● Dataset items
>>>

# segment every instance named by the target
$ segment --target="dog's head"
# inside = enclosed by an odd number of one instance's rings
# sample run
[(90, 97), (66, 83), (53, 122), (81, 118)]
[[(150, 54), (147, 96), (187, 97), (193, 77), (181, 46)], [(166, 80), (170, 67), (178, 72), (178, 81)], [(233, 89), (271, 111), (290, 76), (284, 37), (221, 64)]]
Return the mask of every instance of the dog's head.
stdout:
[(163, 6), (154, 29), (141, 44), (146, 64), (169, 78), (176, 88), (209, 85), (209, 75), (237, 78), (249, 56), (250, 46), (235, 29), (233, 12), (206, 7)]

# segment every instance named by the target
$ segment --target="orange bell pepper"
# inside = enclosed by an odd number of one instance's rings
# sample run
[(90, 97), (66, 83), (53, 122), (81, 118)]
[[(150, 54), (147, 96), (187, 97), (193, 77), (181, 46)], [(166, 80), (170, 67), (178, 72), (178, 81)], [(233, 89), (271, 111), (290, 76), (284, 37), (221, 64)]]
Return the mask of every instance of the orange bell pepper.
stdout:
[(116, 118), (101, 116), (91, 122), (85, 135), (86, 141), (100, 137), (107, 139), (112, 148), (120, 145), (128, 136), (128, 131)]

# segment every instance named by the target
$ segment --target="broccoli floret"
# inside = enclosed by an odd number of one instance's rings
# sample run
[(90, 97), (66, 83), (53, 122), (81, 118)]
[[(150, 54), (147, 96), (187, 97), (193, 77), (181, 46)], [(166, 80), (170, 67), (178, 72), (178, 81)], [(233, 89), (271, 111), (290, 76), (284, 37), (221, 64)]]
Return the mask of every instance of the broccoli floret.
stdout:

<<<
>>>

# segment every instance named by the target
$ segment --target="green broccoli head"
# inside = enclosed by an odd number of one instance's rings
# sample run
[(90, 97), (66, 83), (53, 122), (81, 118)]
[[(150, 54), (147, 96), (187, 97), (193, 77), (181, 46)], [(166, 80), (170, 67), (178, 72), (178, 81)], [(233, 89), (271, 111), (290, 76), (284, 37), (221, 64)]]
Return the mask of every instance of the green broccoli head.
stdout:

<<<

● Task description
Please count the lines in the material above that contain the word "pepper". Give only the number.

● The completed task
2